▶ [Problems and tasks]:
1: In the Poisson integral thread, on which page of the 3rd Edition of Ahlfors' Complex Analysis does the exercise appear?
2: Reproduce the passage of the Poisson integral thread from "How would I" to "let $\varepsilon \rightarrow 0$.".

▶ [Extract]:
========
Representing a function as a Poisson Integral.

Question

This is a question I came across in Ahlfors' book Complex Analysis. It is found on page 171 of the 3rd Edition, Exercise 2.

"Prove that a function $T(z)$ which is harmonic and bounded in the upper half plane [and] continuous on the real axis can be represented as a Poisson Integral."

How would I go about performing this proof?

From a previous exercise I can prove that if $U(\xi)$ is piecewise continuous and bounded for all $\xi \in \mathbb{R}$, then $$P_U(x,y) = \frac{1}{\pi}\int_{\mathbb{R}} \frac{y}{(x-\xi)^2 + y^2}U(\xi)~d\xi$$ is a Poisson integral (of $U$) in the upper half plane.

I also know that if $U$ is continuous at $\xi$ then $$\lim_{(x,y) \to (\xi,0)} P_U(x,y) = U(\xi).$$ This is a sort of extension of what Ahlfors calls the "Schwarz Theorem."

Ahlfors suggests that we use the fact that a harmonic function attains its maximum value on the boundary of the domain, then look at $G(z) = T-P_T-\varepsilon~\Im m(\sqrt{iz})$ for $\varepsilon >0$ and then let $\varepsilon \rightarrow 0$.

My main hang up is showing $G(z) \rightarrow -\infty$ as $y \rightarrow\infty$ and also that $G(z) \rightarrow 0$ as $|x| \rightarrow\infty$. If I can get this, I have it I believe.

Answer 1

Notice that $\sqrt{iz}$ maps the upper half plane into a wedge in the upper half plane bounded by $y = \pm x$. $G(z)$ is a harmonic function because all three components are.

For any half disc bounded by the real axis and $|z| = R$ with $\operatorname{Im}z > 0$, we have $\epsilon \operatorname{Im}(\sqrt{iz}) \geq 0$ on its boundary. On the half circle in particular, we have $\epsilon \operatorname{Im}(\sqrt{iz}) \geq \epsilon \sqrt{R/2}$.

This means if we take $R$ big enough, we can guarantee that $G(z) \leq 0$ on the boundary, because

• On the half circle, both $U(z)$ and $P_U(z)$ are bounded, while $\epsilon \operatorname{Im}(\sqrt{iz}) \rightarrow \infty$ as $R\rightarrow\infty$.
• On the segment $|x| \leq R$, $U(z) - P_U(z) = 0$ and $\epsilon \operatorname{Im}(\sqrt{iz}) \geq 0$.

Now we can apply the maximum principle for harmonic functions, we have $G(z) \leq 0$ in the half disc, since $R$ can be arbitrarily large, $G(z) \leq 0$ in the closed upper half plane. Therefore $U(z) - P_U(z) \leq \epsilon \operatorname{Im}(\sqrt{iz})$. Since $\epsilon$ can be made arbitrarily small, we have $U(z) \leq P_U(z)$.

Swap $U(z)$ and $P_U(z)$ in the definition of $G(z)$, we have $U(z) \geq P_U(z)$.

Conclusion: $U(z) = P_U(z)$.
========
[Saved entries]
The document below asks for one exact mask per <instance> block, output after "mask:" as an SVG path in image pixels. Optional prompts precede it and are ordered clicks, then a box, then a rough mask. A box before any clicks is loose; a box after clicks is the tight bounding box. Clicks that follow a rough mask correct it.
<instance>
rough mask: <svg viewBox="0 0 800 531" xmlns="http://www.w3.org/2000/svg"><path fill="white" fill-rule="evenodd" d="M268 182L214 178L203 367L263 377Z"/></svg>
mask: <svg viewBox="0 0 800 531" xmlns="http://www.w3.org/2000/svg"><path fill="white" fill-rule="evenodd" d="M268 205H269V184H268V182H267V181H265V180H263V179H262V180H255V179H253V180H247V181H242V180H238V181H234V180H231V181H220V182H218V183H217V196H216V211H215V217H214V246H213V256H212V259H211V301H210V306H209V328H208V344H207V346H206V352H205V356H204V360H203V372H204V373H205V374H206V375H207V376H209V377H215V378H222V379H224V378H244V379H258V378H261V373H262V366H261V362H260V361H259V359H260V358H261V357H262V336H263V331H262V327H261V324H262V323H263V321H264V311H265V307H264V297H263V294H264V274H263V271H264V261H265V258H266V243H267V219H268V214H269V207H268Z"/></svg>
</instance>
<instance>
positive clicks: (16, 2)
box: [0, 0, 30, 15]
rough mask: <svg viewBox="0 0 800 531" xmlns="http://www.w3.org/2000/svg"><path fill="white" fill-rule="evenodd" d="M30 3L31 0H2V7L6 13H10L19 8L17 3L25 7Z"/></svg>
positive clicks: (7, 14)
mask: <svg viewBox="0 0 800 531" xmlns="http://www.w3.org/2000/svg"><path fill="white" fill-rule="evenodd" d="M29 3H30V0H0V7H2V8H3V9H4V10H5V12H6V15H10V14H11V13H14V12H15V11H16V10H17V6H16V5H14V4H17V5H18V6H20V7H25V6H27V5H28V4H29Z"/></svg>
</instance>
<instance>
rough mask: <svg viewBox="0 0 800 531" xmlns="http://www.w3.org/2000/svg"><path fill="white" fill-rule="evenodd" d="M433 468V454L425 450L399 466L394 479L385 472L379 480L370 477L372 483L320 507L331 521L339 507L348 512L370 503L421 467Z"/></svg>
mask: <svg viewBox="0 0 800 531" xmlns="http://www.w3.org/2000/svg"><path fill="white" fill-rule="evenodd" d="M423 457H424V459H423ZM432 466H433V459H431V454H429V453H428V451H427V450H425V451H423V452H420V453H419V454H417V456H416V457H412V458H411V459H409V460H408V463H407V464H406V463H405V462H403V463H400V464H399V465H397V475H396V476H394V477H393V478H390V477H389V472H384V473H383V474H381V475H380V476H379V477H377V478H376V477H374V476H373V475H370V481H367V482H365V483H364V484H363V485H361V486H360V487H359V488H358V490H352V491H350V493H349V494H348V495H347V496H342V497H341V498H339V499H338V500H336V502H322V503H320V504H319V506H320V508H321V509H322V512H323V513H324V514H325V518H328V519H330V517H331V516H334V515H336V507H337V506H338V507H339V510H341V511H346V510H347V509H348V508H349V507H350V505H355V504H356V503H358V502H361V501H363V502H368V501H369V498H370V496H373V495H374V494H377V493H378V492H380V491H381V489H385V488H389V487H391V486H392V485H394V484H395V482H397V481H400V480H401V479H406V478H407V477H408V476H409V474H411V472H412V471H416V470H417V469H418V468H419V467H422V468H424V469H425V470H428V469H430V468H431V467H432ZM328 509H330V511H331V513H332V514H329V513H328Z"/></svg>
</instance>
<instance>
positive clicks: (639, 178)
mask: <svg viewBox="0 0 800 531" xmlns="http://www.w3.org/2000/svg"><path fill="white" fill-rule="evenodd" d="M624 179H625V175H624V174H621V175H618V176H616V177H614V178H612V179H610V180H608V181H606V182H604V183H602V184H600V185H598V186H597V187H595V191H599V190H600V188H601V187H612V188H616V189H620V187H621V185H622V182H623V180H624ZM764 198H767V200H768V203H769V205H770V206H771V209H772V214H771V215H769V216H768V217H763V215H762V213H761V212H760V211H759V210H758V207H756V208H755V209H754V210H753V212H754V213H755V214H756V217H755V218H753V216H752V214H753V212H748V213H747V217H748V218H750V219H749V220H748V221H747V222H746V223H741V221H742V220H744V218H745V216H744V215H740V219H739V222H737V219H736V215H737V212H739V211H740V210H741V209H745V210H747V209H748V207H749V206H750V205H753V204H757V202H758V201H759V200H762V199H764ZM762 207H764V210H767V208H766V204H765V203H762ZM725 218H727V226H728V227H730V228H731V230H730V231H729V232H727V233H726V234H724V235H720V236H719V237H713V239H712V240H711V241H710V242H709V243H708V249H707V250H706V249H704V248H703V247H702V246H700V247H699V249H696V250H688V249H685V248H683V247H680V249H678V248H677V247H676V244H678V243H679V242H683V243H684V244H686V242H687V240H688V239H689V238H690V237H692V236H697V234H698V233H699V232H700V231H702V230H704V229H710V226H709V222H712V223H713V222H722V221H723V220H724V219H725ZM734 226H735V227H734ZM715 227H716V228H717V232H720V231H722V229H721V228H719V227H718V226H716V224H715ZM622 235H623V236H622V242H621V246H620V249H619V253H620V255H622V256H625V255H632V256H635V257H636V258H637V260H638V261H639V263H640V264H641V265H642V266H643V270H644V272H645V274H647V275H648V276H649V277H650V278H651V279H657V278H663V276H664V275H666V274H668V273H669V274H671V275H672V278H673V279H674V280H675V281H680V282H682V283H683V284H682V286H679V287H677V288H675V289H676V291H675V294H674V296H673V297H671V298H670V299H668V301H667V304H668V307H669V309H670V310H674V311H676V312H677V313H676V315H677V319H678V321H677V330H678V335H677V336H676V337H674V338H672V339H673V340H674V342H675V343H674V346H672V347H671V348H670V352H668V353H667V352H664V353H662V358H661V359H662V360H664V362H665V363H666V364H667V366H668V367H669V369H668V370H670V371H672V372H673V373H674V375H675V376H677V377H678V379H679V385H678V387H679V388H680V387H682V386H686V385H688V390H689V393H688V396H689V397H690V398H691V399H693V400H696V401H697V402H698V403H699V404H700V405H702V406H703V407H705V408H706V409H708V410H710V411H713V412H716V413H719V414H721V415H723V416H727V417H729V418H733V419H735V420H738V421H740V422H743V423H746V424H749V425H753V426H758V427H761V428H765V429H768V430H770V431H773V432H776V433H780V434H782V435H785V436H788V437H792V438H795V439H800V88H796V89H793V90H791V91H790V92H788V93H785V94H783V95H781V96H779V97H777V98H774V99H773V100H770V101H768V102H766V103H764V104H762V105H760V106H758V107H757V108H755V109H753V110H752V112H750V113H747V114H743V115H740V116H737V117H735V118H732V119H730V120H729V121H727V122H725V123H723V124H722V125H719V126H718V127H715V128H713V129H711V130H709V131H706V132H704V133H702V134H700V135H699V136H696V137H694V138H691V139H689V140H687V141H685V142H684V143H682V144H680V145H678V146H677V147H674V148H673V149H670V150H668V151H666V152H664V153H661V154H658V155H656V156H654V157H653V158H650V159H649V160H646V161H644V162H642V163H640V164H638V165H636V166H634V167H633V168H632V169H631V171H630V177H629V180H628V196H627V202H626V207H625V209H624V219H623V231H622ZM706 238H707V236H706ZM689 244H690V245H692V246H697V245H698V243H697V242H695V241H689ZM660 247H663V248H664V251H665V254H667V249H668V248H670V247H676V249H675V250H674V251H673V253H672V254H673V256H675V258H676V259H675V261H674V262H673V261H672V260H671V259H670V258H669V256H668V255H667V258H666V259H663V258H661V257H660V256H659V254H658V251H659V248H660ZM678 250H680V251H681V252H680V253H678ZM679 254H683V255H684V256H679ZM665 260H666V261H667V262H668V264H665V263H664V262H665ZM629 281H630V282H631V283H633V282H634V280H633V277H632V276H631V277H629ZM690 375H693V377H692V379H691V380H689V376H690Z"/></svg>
========
▶ [Per-task outputs]:
1: Page 171.

2:
How would I go about performing this proof?

From a previous exercise I can prove that if $U(\xi)$ is piecewise continuous and bounded for all $\xi \in \mathbb{R}$, then $$P_U(x,y) = \frac{1}{\pi}\int_{\mathbb{R}} \frac{y}{(x-\xi)^2 + y^2}U(\xi)~d\xi$$ is a Poisson integral (of $U$) in the upper half plane.

I also know that if $U$ is continuous at $\xi$ then $$\lim_{(x,y) \to (\xi,0)} P_U(x,y) = U(\xi).$$ This is a sort of extension of what Ahlfors calls the "Schwarz Theorem."

Ahlfors suggests that we use the fact that a harmonic function attains its maximum value on the boundary of the domain, then look at $G(z) = T-P_T-\varepsilon~\Im m(\sqrt{iz})$ for $\varepsilon >0$ and then let $\varepsilon \rightarrow 0$.